- Travail demandé
- a) D'après l'extrait sur la décision de la Commission, pendant combien de temps la demanderesse a-t-elle vécu à Bogotá sans incident ?
- b) Poursuivez la rédaction de l'extrait sur la décision de la Commission à partir de sa dernière phrase.

- Extrait
La décision contrôlée

[8]               La Commission a rédigé une longue décision fondée sur un examen approfondi de documents portant sur la situation en Colombie, notamment sur la protection de l’État, dans laquelle elle fait état des progrès réalisés, mais aussi des difficultés encourues dans le cadre de la lutte pour enrayer les risques et la violence liés aux FARC. La Commission a conclu que, selon la prépondérance de la preuve, l’État offre une protection adéquate en Colombie, même si elle n’est pas parfaite. La Commission a constaté que les FARC sont en train de s’affaiblir en partie grâce aux opérations de contre‑guérilla menées par les policiers et les militaires et à l’amélioration de la gestion des ressources en matière de renseignement. Le nombre de meurtres, d’enlèvements et de cas d’extorsion attribuables aux FARC est donc en baisse. La Commission a aussi constaté que la Colombie s’est attaquée de façon concrète à la corruption qui sévit au sein de la police. Même si la Commission a reconnu que le conflit armé en Colombie continue de faire un nombre important de victimes civiles, particulièrement dans les régions rurales où les FARC recrutent activement parmi la population, elle a conclu que la demanderesse n’était pas exposée à un risque parce que son profil ne correspondait pas à celui des personnes habituellement ciblées, les FARC prenant généralement pour cibles les personnes issues du milieu de la politique ou des affaires, ou les personnes présentant d’autres profils particuliers.

 

[9]               La Commission a également constaté que la demanderesse n’avait pas demandé la protection de l’État à Bogotá. Elle n’avait rempli qu’un seul rapport de police à Jericó.

 

[10]           Subsidiairement, la Commission a conclu qu’il existait une possibilité de refuge intérieur (PRI) pour la demanderesse à Bogotá, parce que la demanderesse ne correspondait pas à un type de profil particulier et ne serait pas ciblée, que les FARC n’étaient plus autant en mesure de retrouver des gens, et qu’elle avait vécu à Bogotá sans incident pendant six mois.

 

[11]           La Commission a fait référence à des lettres envoyées par le père et la sœur de la demanderesse, mais elle a conclu qu’elles étaient intéressées et leur a accordé peu de poids. La Commission a fait remarquer que les FARC avaient extorqué de l’argent à la sœur de la demanderesse en raison de sa réussite en affaires, et non parce que la demanderesse avait refusé d’adhérer aux FARC.

- Lignes de données
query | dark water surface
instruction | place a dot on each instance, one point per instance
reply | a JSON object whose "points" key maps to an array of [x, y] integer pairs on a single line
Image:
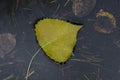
{"points": [[96, 55]]}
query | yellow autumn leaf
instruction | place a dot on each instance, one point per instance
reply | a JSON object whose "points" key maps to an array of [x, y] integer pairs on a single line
{"points": [[57, 38]]}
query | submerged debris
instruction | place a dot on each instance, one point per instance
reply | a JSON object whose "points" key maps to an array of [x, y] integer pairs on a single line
{"points": [[82, 8], [105, 22], [7, 43]]}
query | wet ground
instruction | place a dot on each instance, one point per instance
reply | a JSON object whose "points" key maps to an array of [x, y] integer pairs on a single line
{"points": [[95, 57]]}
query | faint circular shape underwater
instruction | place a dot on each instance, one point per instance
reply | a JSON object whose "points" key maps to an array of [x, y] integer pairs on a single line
{"points": [[7, 43], [105, 23], [82, 8]]}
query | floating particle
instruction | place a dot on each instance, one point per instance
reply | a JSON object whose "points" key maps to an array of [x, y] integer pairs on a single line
{"points": [[57, 38], [105, 22], [82, 8], [7, 43]]}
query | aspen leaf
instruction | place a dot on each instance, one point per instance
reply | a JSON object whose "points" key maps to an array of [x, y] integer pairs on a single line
{"points": [[57, 38]]}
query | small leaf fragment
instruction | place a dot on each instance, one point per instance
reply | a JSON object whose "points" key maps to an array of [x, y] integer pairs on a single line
{"points": [[57, 38]]}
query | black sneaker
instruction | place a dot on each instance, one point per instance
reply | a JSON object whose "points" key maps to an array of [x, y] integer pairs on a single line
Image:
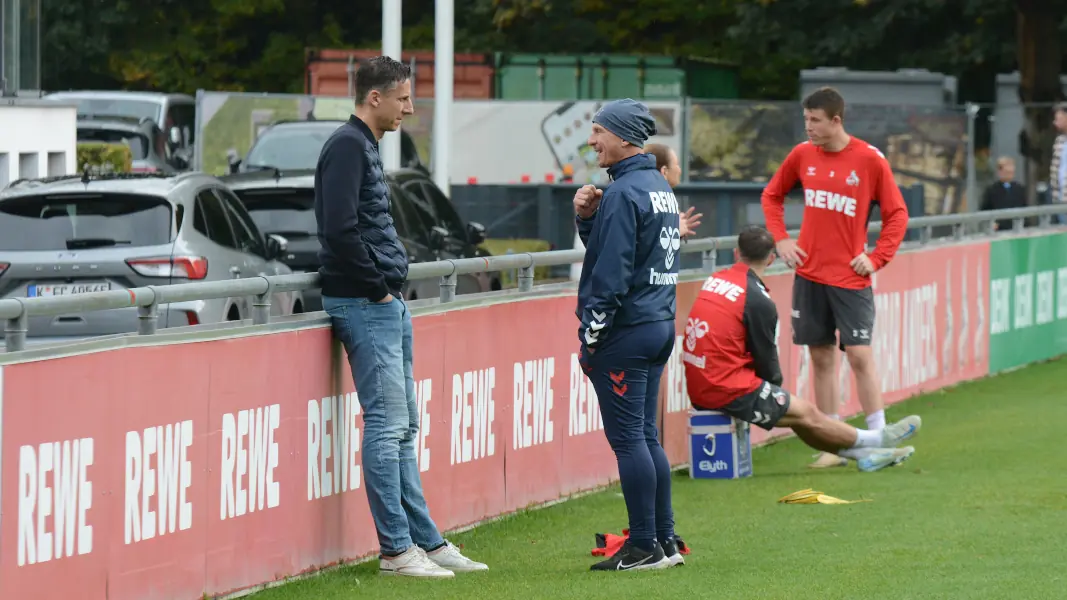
{"points": [[632, 558], [672, 552]]}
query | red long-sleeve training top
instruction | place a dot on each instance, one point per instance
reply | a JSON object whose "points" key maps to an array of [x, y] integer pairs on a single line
{"points": [[839, 188]]}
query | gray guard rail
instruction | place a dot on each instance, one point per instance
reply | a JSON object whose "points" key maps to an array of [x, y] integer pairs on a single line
{"points": [[17, 311]]}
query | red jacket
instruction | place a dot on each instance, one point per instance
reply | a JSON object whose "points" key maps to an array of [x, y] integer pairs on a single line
{"points": [[731, 338], [839, 189]]}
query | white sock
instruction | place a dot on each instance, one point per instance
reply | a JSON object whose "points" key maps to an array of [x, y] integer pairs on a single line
{"points": [[855, 454], [876, 420], [868, 439]]}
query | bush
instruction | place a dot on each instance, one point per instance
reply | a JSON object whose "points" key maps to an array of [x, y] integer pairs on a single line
{"points": [[104, 157]]}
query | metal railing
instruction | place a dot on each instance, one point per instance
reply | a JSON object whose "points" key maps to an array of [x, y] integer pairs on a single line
{"points": [[17, 311]]}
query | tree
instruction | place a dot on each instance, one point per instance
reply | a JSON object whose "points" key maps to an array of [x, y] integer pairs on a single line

- Réponses par consigne
- a) Pendant six mois.

- b)
Les questions en litige

[12]           La demanderesse affirme que la preuve ne corrobore pas la décision de la Commission selon laquelle la protection de l’État est adéquate et que la demanderesse n’a pas réfuté la présomption d’une protection de l’État : la Commission a ignoré des documents plus récents sur la situation dans le pays; la Commission n’a pas tenu compte du fait que la demanderesse correspondait à un profil de risque et était toujours ciblée par les FARC; la Commission a commis une erreur dans son évaluation de la PRI à Bogotá.

 

[13]           Le défendeur affirme que les conclusions de la Commission étaient raisonnables : la Commission a examiné tous les documents sur la situation dans le pays et il est présumé que les documents plus récents ont été pris en compte, même si la Commission s’est fondée sur des documents plus anciens; la demanderesse n’a pas fait suffisamment d’efforts pour obtenir la protection de l’État à Jericó et à Bogotá; il revient à la Commission de décider du poids à accorder aux éléments de preuve.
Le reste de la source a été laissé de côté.